[Exercise objective]:
Copy all of the rows below, putting "I would appreciate it" in place of every "I would be grateful" and changing nothing else.

[Extracted records]:
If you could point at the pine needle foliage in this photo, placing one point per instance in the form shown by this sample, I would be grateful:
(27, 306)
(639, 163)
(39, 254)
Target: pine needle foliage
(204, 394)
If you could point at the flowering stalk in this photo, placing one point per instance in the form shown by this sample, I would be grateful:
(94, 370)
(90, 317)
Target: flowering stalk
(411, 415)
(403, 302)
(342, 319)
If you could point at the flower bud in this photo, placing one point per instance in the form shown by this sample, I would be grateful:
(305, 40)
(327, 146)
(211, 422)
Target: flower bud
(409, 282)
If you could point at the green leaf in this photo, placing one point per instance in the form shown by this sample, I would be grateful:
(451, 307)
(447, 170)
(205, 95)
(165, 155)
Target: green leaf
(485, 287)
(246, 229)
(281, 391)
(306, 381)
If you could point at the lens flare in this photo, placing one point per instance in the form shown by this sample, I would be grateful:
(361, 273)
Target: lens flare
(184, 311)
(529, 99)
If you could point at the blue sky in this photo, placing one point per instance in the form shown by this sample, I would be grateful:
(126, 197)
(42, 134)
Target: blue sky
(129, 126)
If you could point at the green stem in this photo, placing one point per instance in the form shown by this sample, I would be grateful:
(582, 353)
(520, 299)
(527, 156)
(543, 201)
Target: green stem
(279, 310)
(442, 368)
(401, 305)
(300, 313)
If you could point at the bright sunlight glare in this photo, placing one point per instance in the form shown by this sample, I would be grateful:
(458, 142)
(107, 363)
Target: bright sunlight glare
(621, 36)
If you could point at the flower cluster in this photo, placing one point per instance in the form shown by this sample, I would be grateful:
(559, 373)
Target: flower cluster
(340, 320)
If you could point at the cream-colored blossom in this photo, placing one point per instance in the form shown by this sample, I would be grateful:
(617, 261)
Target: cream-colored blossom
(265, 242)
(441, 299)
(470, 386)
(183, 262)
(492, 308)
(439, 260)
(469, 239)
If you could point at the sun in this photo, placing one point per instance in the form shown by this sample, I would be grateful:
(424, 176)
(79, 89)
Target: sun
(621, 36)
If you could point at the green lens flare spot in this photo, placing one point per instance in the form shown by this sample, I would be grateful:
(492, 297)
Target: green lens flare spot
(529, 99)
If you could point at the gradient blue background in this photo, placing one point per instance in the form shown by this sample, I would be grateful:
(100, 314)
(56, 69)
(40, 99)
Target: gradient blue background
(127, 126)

[Complete output]:
If you could point at the pine needle foliage in this photo, placing one point per instance in the form shown by this sample, I would appreciate it:
(27, 306)
(639, 163)
(39, 254)
Target: pine needle foliage
(204, 394)
If you could point at the flowering stalk in this photo, placing one point per instance in the form shown by this sample, I would appreciate it:
(94, 370)
(90, 317)
Target: flowering stalk
(411, 415)
(403, 302)
(342, 319)
If you could point at the flower bud in this photo, placing one point per instance in the form shown by this sample, I would appreciate it:
(305, 40)
(327, 146)
(211, 422)
Target: flower bud
(409, 282)
If you could point at the green leaf in this photo, placing one point per instance in the form shown by this sample, I would appreciate it:
(451, 307)
(447, 170)
(205, 95)
(165, 155)
Target: green leaf
(485, 287)
(246, 229)
(281, 391)
(306, 381)
If you could point at the lens flare in this photo, placing one point per instance in the form shown by this sample, I would appreciate it:
(361, 273)
Target: lens flare
(184, 311)
(529, 99)
If you could point at the blue sky in this photo, placing one point per instance in the form shown by this sample, I would appreciate it:
(126, 197)
(42, 134)
Target: blue sky
(129, 126)
If you could point at the green stem in this photo, placing one point per instance in the form shown by this sample, I would appreciate it:
(582, 353)
(520, 299)
(527, 156)
(543, 201)
Target: green stem
(279, 310)
(442, 368)
(401, 305)
(300, 313)
If you could point at the bright sunlight glare in this photo, placing one point per instance in the form shown by this sample, I would appreciate it:
(458, 142)
(107, 363)
Target: bright sunlight glare
(621, 36)
If you could point at the flower cluster in this photo, placing one point per instance in the form shown by this sample, I would appreciate it:
(559, 373)
Target: flower cluster
(340, 320)
If you could point at the cream-colored blossom in this photo, placing one point per instance in the form shown by this sample, I would appreciate it:
(617, 261)
Target: cream-colored blossom
(265, 242)
(441, 299)
(470, 386)
(183, 262)
(492, 308)
(439, 260)
(469, 239)
If you could point at the sun in this photo, placing one point per instance in the form shown by this sample, I would appreciate it:
(424, 176)
(79, 89)
Target: sun
(621, 36)
If you could point at the green lens flare spot in this photo, placing one point per instance in the form shown by this sample, I would appreciate it:
(492, 297)
Target: green lens flare spot
(529, 99)
If you could point at the gradient blue background in this photo, placing one point per instance in the form shown by this sample, I would appreciate it:
(100, 314)
(56, 69)
(40, 99)
Target: gradient blue background
(127, 126)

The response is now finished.